Retype the records below, word for word, from the line containing "Put a point on the dark" through the end of the records, including both of those ends.
START Input for this task
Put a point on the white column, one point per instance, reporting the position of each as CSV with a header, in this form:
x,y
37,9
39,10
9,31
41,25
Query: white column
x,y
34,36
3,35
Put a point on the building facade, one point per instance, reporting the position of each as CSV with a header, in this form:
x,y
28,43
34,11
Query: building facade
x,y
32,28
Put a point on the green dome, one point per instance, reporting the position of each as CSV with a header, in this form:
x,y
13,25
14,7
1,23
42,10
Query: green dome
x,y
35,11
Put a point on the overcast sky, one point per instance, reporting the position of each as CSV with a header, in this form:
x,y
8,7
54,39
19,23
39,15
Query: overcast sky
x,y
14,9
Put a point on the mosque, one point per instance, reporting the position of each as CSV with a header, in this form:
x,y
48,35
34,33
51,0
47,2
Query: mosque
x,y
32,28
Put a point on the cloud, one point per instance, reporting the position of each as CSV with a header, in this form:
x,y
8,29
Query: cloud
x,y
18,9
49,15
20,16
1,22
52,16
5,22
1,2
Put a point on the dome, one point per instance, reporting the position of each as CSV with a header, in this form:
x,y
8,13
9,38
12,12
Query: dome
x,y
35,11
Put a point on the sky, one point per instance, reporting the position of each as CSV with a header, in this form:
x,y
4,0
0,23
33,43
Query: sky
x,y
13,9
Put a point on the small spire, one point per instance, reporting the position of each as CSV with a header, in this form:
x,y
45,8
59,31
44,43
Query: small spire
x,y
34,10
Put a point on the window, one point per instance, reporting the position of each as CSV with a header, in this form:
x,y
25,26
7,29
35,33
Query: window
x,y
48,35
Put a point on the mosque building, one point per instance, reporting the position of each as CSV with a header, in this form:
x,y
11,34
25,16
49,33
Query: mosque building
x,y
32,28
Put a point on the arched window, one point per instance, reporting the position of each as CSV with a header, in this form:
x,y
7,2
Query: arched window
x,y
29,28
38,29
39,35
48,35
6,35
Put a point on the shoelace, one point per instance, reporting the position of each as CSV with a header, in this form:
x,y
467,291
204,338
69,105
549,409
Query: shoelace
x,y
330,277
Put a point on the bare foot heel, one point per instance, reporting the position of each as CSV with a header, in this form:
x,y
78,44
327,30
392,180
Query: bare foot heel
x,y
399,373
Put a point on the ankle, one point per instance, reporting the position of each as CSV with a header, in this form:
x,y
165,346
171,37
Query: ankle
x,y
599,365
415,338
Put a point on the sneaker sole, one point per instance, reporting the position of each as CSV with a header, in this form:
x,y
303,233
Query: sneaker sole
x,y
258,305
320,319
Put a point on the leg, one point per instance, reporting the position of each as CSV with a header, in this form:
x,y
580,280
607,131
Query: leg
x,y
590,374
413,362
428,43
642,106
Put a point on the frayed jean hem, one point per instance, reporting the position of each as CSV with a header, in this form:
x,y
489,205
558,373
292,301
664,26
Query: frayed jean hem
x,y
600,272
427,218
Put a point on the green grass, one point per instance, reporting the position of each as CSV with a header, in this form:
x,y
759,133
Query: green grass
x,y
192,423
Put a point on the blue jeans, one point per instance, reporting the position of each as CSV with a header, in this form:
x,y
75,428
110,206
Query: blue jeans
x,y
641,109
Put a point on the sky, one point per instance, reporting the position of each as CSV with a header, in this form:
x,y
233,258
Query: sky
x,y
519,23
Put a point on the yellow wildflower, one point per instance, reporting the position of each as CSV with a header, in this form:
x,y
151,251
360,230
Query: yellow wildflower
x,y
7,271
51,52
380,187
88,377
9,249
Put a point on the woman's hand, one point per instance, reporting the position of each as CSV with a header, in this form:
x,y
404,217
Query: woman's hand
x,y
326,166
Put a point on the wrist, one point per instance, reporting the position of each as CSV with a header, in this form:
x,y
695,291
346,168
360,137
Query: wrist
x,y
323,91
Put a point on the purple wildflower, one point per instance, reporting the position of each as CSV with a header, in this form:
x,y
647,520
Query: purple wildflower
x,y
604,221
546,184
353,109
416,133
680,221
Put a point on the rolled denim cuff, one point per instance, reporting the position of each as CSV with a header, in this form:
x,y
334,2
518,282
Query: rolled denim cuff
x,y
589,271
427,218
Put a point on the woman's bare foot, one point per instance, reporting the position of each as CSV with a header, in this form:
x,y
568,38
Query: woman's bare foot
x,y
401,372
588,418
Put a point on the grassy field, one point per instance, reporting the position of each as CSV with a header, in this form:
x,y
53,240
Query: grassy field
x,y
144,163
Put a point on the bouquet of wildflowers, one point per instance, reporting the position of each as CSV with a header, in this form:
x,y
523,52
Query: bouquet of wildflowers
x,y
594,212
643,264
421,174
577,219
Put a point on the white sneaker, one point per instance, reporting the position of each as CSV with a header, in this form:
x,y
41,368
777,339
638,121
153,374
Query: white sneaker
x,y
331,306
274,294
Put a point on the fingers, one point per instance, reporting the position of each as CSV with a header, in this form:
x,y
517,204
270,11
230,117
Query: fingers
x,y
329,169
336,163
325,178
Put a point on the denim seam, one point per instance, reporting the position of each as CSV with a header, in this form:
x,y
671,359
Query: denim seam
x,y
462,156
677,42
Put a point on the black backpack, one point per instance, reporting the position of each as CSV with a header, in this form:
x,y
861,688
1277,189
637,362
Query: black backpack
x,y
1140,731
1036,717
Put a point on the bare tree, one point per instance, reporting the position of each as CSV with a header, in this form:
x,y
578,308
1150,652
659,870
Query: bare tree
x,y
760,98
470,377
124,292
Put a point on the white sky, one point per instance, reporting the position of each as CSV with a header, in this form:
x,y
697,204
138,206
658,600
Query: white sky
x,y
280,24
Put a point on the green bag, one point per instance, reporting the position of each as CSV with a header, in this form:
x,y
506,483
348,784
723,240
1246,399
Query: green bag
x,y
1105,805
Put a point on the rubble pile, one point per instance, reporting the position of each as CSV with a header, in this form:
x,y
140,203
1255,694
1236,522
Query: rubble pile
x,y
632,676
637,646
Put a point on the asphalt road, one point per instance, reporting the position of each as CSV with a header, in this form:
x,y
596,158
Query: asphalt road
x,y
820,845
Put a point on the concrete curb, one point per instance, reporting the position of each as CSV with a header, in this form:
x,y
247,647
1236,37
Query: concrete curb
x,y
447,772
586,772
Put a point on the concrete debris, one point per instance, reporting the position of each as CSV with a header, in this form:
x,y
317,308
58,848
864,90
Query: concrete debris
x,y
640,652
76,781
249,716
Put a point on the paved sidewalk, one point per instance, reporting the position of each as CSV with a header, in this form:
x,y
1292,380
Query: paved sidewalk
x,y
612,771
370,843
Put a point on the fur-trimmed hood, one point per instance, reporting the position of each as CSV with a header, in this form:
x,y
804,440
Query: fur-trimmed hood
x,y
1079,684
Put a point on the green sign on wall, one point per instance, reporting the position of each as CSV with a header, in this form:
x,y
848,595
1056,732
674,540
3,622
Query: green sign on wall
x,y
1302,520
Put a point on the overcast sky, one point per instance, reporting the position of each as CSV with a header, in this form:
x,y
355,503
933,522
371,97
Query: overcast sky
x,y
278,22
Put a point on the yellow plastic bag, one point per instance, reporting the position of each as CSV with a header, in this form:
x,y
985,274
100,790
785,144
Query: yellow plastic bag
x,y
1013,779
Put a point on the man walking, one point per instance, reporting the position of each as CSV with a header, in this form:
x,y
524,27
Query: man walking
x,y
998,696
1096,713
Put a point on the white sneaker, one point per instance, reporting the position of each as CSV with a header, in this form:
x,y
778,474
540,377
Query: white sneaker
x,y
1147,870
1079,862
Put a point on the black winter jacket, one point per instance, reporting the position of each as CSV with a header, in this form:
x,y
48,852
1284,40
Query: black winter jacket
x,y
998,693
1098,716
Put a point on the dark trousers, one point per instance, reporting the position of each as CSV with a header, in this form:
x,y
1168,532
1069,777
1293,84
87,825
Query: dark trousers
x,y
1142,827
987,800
END Input for this task
Solution
Put a point on the dark trousers, one point per instance, reporting the position of each as CSV with a header, in this form:
x,y
1168,532
1069,777
1293,84
87,825
Query: dark trousers
x,y
1142,827
987,800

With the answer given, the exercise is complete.